# Walter Woods Amplification



## phaeded0ut (Jul 17, 2009)

Dear all,

This has come up in another thread and thought that I'd at least start a new thread in the proper location to talk about thoughts and whimsy of Walter Woods Bass amplifiers. Had a slight "senior moment" a while back when asked about such things (couldn't remember his name for the life of me) and hope to make up for it, now.

Recent thread where it was brought up (to keep this in context, it had to deal with folks who are not fans of the internet as to why it was brought up):
http://www.sevenstring.org/forum/ex...lto-guitars-in-action-and-some-history-2.html

Apparently, these guys sell them:
LstWalterWoods

Here's a site that has some of his model lines through the years:
HUBERT'S TUBE AMPS - WALTER WOODS 

Again, I have to stress, his are some of the most clean and warm amplifiers I've ever had the luck of using in a live or studio (this was the actual case) environment. Most folks tend to use these with uprights, but I found them to work exceptionally well with my Steinberger XP-5A and CR-5.

Data shown:
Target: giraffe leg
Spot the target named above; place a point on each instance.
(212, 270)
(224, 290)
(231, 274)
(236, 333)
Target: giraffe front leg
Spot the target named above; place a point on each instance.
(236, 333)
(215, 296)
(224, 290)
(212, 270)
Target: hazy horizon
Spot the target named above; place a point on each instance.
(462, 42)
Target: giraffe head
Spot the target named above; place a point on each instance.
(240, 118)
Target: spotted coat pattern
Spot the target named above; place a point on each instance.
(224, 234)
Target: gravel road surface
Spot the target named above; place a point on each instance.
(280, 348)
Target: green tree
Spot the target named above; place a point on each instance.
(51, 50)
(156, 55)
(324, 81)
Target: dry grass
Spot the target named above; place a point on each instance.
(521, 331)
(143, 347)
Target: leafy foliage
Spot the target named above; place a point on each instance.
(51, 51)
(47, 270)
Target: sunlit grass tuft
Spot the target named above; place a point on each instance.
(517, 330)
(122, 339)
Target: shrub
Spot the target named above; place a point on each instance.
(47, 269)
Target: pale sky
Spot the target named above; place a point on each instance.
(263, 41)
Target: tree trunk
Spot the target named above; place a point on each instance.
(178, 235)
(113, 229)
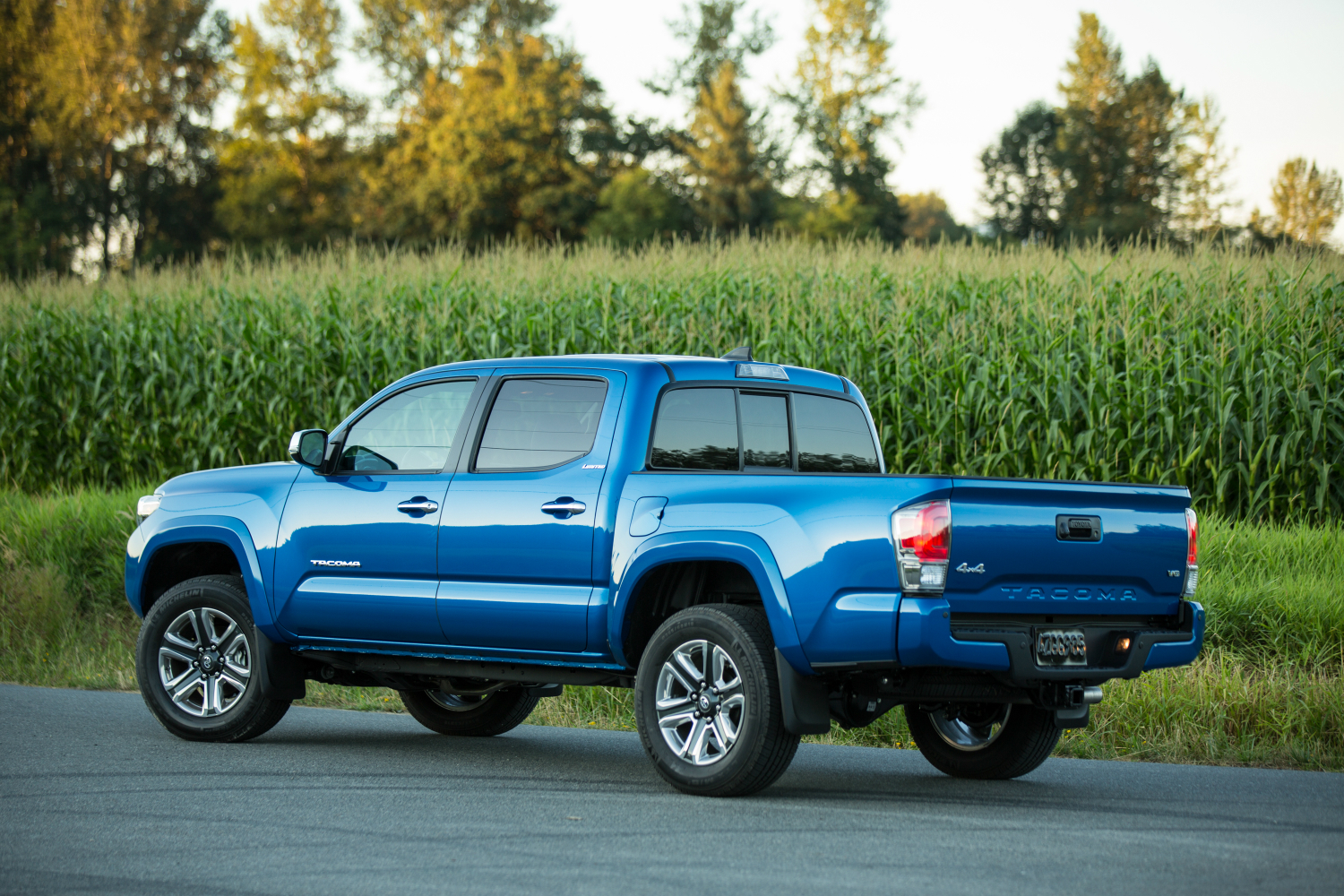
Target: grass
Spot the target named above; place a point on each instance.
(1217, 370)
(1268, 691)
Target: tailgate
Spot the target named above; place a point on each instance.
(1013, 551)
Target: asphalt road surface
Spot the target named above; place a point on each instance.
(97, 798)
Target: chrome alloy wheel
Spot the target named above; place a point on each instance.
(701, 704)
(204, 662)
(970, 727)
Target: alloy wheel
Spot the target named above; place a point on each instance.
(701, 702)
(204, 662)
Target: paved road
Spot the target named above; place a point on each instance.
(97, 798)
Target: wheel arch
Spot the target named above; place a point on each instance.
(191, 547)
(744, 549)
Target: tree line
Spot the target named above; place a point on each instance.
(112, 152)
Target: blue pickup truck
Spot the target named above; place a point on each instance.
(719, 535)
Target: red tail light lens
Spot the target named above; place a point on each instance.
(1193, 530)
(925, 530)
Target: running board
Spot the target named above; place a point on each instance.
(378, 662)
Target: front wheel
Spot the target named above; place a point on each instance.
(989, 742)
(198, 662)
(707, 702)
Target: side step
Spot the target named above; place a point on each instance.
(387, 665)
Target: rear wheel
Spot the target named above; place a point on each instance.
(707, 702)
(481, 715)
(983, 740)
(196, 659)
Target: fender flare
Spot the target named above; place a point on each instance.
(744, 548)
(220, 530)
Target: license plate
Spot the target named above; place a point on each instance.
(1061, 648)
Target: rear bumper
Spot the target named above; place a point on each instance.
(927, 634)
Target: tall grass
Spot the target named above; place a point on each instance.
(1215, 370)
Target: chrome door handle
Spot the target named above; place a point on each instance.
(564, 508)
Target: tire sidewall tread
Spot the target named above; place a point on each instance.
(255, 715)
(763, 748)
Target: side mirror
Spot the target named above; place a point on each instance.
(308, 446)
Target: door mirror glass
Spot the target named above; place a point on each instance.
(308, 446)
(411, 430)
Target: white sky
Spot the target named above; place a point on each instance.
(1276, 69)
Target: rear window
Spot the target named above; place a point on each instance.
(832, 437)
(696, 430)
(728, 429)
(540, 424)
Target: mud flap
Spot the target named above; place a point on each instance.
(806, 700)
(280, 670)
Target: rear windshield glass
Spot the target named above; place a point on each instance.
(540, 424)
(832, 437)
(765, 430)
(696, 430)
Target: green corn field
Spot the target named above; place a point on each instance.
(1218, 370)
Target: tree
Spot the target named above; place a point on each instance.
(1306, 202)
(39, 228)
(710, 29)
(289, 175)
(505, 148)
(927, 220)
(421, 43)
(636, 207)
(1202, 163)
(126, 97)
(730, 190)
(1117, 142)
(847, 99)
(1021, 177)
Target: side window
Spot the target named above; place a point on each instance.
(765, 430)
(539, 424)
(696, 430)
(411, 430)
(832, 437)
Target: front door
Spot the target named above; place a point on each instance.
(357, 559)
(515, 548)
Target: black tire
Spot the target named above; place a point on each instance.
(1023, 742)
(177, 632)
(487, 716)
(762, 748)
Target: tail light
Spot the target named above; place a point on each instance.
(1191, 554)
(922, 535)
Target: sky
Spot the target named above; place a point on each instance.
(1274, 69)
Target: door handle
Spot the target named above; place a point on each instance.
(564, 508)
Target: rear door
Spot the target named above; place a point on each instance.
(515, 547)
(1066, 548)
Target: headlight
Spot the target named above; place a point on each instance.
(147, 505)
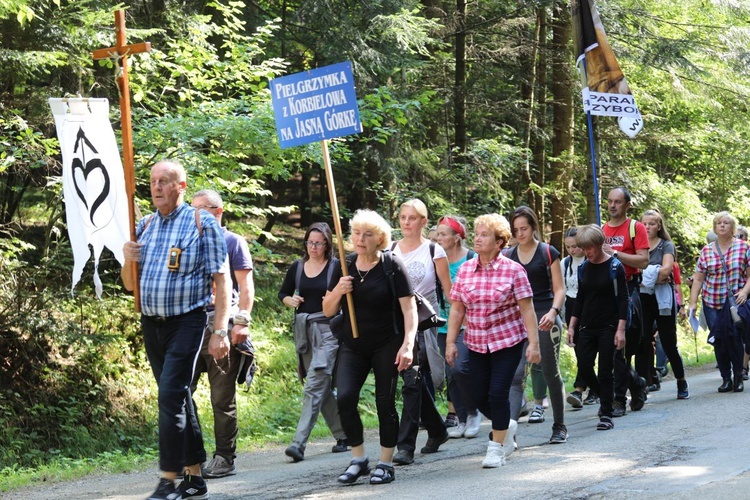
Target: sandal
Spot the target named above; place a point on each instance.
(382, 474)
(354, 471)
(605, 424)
...
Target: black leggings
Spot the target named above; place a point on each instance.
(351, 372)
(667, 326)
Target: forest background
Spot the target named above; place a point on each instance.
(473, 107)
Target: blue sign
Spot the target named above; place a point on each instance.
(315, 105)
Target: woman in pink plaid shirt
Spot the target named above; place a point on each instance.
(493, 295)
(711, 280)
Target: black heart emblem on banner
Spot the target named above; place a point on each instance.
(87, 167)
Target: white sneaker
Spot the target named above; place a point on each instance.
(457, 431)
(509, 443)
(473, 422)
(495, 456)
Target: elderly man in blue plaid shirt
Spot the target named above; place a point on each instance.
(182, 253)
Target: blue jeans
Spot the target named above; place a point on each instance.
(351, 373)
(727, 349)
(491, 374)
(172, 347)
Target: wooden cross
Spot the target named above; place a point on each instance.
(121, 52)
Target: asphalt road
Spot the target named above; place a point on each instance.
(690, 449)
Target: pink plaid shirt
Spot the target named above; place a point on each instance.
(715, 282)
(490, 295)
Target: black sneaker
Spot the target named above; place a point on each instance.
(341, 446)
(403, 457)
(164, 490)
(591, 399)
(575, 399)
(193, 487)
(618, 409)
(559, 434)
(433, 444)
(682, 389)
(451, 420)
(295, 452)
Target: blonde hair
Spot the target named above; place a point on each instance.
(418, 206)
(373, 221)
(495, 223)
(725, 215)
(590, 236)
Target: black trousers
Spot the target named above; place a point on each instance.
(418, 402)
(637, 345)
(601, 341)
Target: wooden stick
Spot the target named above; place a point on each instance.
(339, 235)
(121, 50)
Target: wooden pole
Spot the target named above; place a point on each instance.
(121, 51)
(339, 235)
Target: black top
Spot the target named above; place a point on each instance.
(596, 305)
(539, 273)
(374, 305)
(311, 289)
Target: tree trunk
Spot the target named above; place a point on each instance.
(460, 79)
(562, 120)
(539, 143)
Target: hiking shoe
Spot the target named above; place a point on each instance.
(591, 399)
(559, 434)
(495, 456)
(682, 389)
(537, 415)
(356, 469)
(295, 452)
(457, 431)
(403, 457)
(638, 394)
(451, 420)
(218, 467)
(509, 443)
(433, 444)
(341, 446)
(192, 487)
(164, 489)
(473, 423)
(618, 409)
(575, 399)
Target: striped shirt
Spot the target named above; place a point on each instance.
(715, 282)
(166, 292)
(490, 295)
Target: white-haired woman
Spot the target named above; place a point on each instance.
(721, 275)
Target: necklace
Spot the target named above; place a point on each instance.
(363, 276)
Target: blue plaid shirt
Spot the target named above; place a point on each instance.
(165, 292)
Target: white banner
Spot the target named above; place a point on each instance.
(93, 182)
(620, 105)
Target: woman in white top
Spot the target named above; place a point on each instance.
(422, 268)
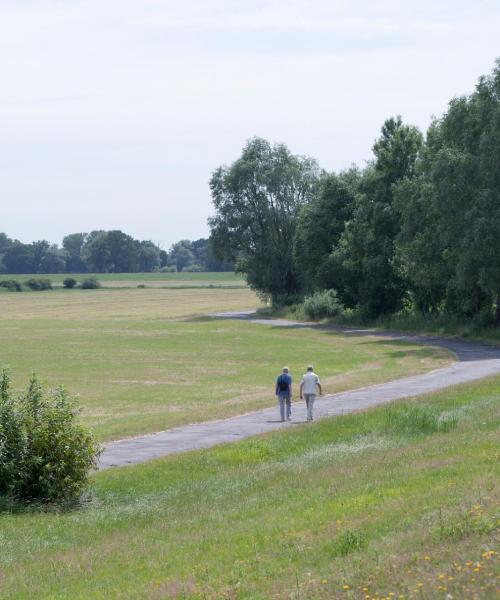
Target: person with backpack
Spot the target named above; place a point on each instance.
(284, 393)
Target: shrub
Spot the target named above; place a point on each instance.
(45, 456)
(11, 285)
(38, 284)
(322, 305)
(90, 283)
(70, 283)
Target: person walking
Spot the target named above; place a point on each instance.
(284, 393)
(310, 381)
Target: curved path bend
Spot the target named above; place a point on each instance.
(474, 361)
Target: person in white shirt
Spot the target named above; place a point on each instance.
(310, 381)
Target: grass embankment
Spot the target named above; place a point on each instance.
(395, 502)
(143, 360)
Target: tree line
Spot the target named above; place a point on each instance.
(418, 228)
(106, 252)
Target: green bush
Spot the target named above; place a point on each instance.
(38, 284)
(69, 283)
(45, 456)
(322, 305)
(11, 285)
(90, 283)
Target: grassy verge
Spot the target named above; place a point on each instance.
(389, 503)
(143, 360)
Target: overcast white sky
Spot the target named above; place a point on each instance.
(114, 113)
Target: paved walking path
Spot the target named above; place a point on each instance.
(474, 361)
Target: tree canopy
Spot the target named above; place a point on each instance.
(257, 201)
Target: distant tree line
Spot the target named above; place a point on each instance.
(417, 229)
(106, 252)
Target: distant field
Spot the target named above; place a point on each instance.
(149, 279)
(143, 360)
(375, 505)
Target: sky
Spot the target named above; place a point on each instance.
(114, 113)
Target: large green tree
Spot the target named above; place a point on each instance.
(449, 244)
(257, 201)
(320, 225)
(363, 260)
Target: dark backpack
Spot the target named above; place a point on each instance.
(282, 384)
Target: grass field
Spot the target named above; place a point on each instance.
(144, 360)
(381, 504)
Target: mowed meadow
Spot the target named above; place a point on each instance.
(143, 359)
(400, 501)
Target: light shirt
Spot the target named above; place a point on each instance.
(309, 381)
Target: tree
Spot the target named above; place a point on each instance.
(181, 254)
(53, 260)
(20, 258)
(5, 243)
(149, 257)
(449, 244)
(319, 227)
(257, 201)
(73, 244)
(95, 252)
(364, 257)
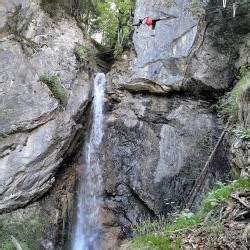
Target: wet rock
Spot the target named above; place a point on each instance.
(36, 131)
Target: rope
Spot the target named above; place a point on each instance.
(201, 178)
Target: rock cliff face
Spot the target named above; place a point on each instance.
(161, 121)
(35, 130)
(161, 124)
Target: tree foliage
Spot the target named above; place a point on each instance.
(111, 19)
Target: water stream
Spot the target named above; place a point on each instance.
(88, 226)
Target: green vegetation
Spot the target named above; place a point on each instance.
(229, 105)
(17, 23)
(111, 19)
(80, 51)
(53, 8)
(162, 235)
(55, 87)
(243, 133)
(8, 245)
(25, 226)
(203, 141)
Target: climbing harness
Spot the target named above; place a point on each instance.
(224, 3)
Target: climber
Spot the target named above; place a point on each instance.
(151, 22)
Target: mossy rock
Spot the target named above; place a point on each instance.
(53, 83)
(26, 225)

Required task 1: Translate this sentence from the Walter Woods post into Spanish: "Most folks tend to use these with uprights, but I found them to work exceptionally well with my Steinberger XP-5A and CR-5."
Required task 2: Summarize the Walter Woods post in two sentences.
The items have no role in this exercise.

Reply 1: La mayoría de la gente suele usarlos con contrabajos, pero descubrí que funcionan excepcionalmente bien con mi Steinberger XP-5A y mi CR-5.

Reply 2: After Walter Woods bass amplifiers came up in another thread, the poster starts a new thread about them and links to a seller and to a site showing his model lines over the years. The poster calls them some of the cleanest and warmest amplifiers used in live or studio settings and says that, although most people pair them with uprights, they worked exceptionally well with a Steinberger XP-5A and CR-5.